Data for this task »

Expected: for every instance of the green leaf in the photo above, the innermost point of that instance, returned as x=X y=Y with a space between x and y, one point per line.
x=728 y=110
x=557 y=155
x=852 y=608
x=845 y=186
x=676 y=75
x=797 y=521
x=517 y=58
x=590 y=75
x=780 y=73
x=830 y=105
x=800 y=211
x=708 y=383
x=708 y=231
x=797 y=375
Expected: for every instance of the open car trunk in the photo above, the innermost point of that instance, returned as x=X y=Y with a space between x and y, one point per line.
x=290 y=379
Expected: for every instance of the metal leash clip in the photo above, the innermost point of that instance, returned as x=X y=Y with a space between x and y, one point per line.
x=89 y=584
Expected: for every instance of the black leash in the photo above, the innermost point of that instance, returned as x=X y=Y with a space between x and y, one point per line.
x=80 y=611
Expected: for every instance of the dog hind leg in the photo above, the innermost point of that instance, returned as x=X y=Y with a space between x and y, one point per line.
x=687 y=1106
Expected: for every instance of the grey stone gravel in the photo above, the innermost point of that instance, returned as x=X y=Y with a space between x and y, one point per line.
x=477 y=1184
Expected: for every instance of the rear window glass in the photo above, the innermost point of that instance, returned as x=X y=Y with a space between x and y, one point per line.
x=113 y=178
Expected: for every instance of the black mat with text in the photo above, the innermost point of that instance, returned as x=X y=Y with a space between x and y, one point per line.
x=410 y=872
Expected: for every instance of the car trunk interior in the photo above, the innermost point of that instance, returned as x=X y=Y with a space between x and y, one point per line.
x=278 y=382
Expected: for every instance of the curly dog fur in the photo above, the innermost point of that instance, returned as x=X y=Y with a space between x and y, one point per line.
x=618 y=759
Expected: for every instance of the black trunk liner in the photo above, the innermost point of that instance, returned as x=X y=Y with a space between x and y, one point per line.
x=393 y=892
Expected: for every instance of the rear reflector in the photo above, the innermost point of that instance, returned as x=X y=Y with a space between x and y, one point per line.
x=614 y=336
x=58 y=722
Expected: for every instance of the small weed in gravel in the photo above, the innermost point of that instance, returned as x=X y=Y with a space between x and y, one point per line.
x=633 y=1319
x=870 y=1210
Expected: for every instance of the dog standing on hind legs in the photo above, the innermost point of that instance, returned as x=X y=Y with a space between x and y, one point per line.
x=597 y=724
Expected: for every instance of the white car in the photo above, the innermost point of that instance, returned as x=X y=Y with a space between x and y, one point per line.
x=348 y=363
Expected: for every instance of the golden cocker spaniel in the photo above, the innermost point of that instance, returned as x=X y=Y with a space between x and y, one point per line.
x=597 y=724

Stated exercise » Rewrite the lines beginning at the line that has "Expected: for every instance of the dog hind" and ending after the line that has "x=113 y=178", with "innermost" changed to "central" and nothing else altered. Return only those lines.

Written solution »
Expected: for every instance of the dog hind leg in the photo above, the central point of that instance, returned as x=X y=Y with a space between x and y, one point per line.
x=687 y=1106
Expected: for every instance of the grey stone gravel in the photo above, the central point of that instance, returned as x=X y=Y with a space between x and y, one point per line.
x=477 y=1184
Expected: for every instance of the rear window glass in the photo above, the central point of that instance, returned as x=X y=Y with a space between x and y, one point per line.
x=113 y=178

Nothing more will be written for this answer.